Assignment:
Please repeat, exactly as written, the line containing "Find the wooden" and every line after it through the end of the records below.
(Data shown begins)
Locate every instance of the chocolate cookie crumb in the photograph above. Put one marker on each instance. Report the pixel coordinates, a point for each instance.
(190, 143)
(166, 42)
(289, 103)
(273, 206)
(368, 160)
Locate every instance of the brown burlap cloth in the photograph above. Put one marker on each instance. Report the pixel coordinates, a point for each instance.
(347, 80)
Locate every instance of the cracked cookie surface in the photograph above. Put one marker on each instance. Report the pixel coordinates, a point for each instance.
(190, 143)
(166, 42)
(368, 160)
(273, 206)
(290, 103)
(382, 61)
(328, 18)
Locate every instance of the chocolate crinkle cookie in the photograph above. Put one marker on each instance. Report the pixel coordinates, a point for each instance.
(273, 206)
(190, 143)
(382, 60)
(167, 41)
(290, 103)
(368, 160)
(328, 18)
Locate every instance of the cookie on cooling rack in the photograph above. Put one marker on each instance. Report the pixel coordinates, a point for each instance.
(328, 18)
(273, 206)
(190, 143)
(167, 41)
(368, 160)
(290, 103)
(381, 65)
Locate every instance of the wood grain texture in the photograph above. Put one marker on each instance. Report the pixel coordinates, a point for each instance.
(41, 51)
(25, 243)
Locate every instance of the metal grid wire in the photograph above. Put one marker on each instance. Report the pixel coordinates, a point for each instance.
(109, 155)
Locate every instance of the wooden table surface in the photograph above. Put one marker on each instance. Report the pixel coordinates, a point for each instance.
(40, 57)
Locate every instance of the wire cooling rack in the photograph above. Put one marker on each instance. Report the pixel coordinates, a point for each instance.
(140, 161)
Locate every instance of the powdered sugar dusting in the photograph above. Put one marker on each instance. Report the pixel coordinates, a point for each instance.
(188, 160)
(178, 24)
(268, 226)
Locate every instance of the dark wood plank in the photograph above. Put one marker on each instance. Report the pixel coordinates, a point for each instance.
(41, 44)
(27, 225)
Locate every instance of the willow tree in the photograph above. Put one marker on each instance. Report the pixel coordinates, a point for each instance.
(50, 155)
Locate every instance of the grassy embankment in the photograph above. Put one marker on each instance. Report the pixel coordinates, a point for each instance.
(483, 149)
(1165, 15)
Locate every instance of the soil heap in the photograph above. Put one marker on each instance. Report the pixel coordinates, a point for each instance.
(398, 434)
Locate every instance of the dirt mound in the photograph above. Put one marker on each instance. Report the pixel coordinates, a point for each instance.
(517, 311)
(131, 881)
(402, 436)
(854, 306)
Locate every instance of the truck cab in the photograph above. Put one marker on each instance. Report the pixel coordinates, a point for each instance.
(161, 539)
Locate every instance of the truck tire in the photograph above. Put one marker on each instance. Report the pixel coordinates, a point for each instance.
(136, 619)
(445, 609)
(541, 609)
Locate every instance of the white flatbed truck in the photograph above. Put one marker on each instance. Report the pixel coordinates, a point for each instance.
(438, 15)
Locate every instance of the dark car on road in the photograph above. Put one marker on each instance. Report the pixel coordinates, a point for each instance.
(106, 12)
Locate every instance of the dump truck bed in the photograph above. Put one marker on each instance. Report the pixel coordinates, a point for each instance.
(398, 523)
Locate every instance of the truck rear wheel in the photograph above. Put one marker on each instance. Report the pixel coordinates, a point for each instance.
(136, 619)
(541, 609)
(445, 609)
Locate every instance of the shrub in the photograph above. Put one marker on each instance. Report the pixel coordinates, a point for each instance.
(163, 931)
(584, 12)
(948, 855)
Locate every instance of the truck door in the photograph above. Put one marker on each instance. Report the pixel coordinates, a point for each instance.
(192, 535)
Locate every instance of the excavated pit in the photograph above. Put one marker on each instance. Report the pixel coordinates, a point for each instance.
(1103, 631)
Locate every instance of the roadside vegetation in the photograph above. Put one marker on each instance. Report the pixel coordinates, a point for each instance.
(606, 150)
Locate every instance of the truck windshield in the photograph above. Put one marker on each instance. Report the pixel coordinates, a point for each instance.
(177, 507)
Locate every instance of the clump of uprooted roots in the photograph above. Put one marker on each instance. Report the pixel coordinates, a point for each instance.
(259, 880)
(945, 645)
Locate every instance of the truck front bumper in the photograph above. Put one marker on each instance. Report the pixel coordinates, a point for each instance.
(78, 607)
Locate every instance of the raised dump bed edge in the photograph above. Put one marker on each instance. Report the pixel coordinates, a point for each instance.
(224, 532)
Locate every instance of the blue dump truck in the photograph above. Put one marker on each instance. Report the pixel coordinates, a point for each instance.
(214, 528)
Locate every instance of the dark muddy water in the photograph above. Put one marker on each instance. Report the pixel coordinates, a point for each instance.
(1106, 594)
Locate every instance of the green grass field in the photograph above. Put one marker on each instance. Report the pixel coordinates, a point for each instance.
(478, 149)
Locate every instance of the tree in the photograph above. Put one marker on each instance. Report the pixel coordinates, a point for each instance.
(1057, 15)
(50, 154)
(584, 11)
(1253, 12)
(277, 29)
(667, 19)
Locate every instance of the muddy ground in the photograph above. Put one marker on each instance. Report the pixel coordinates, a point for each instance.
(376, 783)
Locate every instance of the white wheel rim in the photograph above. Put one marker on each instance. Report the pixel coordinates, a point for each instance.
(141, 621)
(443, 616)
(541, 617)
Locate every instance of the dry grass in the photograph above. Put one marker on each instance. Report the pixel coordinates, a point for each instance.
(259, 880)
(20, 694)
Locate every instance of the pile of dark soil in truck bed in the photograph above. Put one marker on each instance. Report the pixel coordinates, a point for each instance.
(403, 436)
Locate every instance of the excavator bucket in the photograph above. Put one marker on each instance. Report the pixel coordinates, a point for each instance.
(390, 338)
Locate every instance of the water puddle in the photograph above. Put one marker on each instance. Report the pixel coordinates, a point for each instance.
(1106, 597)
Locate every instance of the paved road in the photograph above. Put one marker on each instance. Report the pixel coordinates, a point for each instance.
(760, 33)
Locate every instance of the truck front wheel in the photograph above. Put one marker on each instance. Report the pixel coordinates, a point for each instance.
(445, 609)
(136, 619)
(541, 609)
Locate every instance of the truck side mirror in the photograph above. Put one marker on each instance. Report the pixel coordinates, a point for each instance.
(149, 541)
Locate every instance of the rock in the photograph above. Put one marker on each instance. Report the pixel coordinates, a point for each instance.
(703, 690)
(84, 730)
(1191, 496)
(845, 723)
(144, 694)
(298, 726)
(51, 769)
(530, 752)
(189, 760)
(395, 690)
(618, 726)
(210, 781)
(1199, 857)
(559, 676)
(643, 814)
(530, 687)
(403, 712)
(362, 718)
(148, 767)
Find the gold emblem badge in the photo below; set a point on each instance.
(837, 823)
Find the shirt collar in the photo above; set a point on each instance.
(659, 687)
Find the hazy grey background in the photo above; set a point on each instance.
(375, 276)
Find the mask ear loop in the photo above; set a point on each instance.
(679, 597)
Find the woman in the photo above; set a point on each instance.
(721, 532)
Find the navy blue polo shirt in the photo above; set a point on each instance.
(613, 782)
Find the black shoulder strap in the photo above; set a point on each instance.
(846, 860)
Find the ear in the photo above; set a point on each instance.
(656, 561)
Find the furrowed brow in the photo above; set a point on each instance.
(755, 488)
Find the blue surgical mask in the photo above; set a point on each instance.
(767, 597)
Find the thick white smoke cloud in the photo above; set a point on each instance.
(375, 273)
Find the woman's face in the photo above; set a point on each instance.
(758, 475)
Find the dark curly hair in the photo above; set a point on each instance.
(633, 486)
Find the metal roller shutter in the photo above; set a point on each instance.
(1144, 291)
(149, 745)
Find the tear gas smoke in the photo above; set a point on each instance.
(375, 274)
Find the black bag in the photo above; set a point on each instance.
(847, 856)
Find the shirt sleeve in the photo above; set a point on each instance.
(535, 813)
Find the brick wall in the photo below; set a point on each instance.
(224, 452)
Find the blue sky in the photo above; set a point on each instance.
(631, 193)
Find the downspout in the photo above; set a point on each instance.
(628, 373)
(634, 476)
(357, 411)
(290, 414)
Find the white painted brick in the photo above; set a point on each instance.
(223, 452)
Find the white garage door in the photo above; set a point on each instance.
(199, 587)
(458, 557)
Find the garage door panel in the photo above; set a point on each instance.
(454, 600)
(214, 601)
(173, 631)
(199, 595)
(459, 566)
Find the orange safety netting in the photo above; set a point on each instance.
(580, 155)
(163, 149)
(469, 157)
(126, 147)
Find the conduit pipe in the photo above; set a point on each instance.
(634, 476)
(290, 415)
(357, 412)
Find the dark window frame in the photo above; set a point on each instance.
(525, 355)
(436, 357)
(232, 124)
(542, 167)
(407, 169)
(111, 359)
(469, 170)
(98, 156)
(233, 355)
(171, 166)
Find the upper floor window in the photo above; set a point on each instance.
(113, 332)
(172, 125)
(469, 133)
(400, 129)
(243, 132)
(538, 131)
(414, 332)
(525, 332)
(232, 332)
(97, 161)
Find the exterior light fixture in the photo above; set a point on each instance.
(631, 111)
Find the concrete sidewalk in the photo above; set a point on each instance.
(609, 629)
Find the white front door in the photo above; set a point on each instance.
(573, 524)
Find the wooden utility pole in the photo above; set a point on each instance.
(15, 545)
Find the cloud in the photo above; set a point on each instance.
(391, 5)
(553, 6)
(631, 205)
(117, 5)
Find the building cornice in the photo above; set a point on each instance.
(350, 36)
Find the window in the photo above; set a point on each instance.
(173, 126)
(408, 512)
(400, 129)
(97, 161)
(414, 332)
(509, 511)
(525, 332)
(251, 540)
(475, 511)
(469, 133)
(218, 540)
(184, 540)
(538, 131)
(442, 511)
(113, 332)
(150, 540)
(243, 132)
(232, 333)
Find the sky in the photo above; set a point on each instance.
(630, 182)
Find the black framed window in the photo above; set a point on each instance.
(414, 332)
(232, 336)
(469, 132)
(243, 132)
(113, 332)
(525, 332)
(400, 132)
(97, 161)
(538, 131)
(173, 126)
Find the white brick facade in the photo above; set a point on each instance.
(Data shown ends)
Exercise output:
Find the wooden utility pole in the photo above; set a point on each instance.
(15, 545)
Find the cloud in the photo above; set a point on each instance.
(391, 5)
(553, 6)
(631, 205)
(117, 5)
Find the building cornice in the photo above; set a point on each instance.
(350, 36)
Find the window in the photo above; set a point on each instance.
(173, 126)
(408, 512)
(400, 129)
(97, 161)
(414, 332)
(509, 511)
(525, 332)
(251, 540)
(475, 511)
(469, 133)
(218, 540)
(184, 540)
(538, 131)
(442, 511)
(113, 332)
(150, 540)
(243, 132)
(232, 333)
Find the sky in the photo above; set a point on each instance.
(630, 182)
Find the black framed window in the photo above; set a point on each instance.
(414, 332)
(232, 336)
(469, 132)
(243, 132)
(113, 332)
(525, 332)
(400, 132)
(97, 161)
(538, 131)
(173, 126)
Find the white brick facade in the photo above; set a point on each instance.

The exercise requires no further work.